Print, in exact form, the lines below from the one containing "the white t-shirt" through the one containing "the blue sea", and omit all others.

Given records Block Start

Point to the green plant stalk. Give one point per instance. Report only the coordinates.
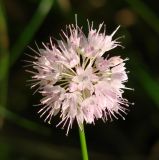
(83, 143)
(4, 60)
(28, 33)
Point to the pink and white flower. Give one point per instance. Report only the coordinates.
(77, 82)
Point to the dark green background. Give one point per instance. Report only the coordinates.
(24, 136)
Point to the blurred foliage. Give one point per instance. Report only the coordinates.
(23, 135)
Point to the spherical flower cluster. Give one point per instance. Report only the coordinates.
(75, 79)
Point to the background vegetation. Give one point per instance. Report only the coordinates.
(23, 135)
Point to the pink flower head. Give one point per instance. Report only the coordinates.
(77, 82)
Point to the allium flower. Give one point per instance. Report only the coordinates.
(75, 79)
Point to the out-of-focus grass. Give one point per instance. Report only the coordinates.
(4, 59)
(23, 122)
(142, 74)
(30, 30)
(145, 13)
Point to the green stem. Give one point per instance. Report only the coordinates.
(83, 143)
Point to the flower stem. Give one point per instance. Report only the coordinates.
(83, 143)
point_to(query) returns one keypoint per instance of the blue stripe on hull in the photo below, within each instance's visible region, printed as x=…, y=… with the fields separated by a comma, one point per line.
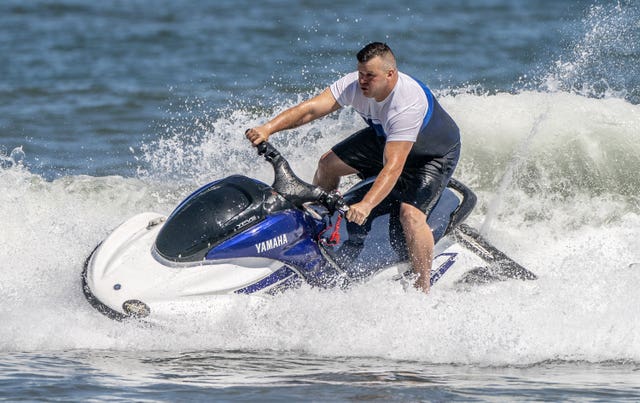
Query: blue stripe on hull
x=279, y=275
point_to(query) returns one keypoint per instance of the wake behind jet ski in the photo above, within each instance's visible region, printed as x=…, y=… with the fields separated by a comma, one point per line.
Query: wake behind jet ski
x=238, y=235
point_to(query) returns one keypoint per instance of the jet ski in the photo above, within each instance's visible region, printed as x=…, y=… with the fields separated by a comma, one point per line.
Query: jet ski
x=238, y=235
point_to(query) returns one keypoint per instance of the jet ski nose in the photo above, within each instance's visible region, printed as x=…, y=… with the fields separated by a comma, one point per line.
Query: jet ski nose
x=135, y=308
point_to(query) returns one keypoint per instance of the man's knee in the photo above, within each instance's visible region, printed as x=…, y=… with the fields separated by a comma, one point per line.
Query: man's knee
x=412, y=218
x=325, y=162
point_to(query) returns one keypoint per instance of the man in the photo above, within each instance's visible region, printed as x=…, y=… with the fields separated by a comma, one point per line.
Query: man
x=411, y=144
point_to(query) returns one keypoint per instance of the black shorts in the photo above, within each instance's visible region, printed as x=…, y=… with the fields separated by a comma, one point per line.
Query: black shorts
x=422, y=180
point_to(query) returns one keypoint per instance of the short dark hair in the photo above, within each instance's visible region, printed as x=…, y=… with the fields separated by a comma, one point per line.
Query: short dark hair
x=372, y=50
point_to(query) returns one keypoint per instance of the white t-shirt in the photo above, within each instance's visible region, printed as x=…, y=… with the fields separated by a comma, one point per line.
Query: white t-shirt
x=399, y=117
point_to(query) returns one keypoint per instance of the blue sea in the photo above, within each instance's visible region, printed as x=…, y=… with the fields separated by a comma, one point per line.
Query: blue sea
x=109, y=109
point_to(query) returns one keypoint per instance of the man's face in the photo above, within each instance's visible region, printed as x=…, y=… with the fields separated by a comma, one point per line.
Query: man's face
x=374, y=79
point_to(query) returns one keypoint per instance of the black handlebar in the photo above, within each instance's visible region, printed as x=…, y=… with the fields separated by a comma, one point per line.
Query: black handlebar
x=295, y=189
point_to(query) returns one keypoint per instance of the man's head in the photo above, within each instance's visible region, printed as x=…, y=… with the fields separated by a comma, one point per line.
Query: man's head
x=377, y=71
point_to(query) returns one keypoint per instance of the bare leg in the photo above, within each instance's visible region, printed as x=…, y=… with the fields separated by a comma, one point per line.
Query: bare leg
x=330, y=169
x=419, y=244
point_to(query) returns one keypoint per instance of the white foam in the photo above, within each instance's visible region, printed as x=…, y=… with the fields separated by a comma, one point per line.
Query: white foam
x=567, y=211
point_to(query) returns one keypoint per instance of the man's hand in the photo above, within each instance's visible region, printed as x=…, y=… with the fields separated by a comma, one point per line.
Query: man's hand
x=256, y=135
x=359, y=212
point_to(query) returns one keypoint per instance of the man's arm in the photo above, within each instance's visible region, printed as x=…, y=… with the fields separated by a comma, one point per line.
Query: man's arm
x=395, y=156
x=305, y=112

Given records Block End

-- Solution below --
point_to(query) returns one keypoint per instance of the white t-shirt in the photo above, within each instance's visible region, printed as x=…, y=… with the fields separated by a comma, one point per line.
Query: white t-shirt
x=399, y=117
point_to(query) returns one keypoint per instance of the blue sea in the photo above, within each instance's visible region, printed as x=…, y=… with the fields separated by a comma, one point per line.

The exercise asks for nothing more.